:: Excerpt ::
There are many companies and individuals that offer some or all the services needed to self-publish an audiobook. Whatever you decide to do—whether to let a single company produce and distribute your audiobook or to enlist the talent and expertise à la carte—depends on your needs, your budget, and sometimes even the genre of your book. Certainly the Audiobook Creation Exchange (ACX), hosted by Amazon-owned Audible, is the go-to marketplace for finding talent to help narrate, produce, and distribute self-published audiobooks.

“Of course, the ACX site is the prevailing way for a self-published author to hire a narrator,” says Debra Deyan, cofounder of the Deyan Institute, a school to train audiobook narrators, and head of the production company Deyan Audio Services.

ACX connects authors to three tremendous buying platforms: Amazon, Audible, and Apple’s iTunes. And while it’s true that ACX is still the go-to for indie authors interested in creating audiobooks, many e-book publishers have developed audio production services. Here’s a look at some notable providers.

Deyan Audio Services

The name Deyan is legendary in audiobook circles. Deyan Audio—which was cofounded by Debra Deyan and her late husband, Bob Deyan—offers complete audiobook production at $500 per finished hour (i.e., an hour of fully produced audio) and offers over 1,800 actors.

For authors who simply need help with editing and mastering, Deyan Audio charges $100 per finished hour for editing and $25 per finished hour for mastering.

Dog Ear Publishing

Dog Ear is a small business,” says Miles Nelson, cofounder of the Indianapolis-based company. “We take the approach that we’re the high-end boutique guys.”

The same can be said for the company’s audiobook production arm, which Nelson concedes is still a small part of Dog Ear’s overall business. For $1,600, the author can read her own work. Dog Ear provides a recorder and direction over the telephone. It also provides the editing and mastering services in-house as well as the ISBN and distribution services.

It gets a bit pricier if the author wants to use one of the professional narrators Dog Ear sources from the Indianapolis area: the rate can be north of $4,600 depending on the length of the book.

eBookIt

eBookIt’s initial foray into audiobook production simply meant running a book through a text-to-speech offering. Clients—mostly nonfiction authors—liked it. But the company changed its model after founder Bo Bennett had his book professionally narrated. “Once we heard that, we couldn’t listen to the computer-generated ones,” says company president Ryan Levesque. “We scrapped that and went with the human narration.”
:::
*Task objective:*
Change "legendary" to "well known" in the stretch of the audiobook excerpt from "ACX connects authors" through "over 1,800 actors.", and write out that stretch.
:: Collected data ::
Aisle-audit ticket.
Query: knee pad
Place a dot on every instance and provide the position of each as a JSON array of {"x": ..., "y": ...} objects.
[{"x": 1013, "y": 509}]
:::
*Solution for this exercise:*
ACX connects authors to three tremendous buying platforms: Amazon, Audible, and Apple’s iTunes. And while it’s true that ACX is still the go-to for indie authors interested in creating audiobooks, many e-book publishers have developed audio production services. Here’s a look at some notable providers.

Deyan Audio Services

The name Deyan is well known in audiobook circles. Deyan Audio—which was cofounded by Debra Deyan and her late husband, Bob Deyan—offers complete audiobook production at $500 per finished hour (i.e., an hour of fully produced audio) and offers over 1,800 actors.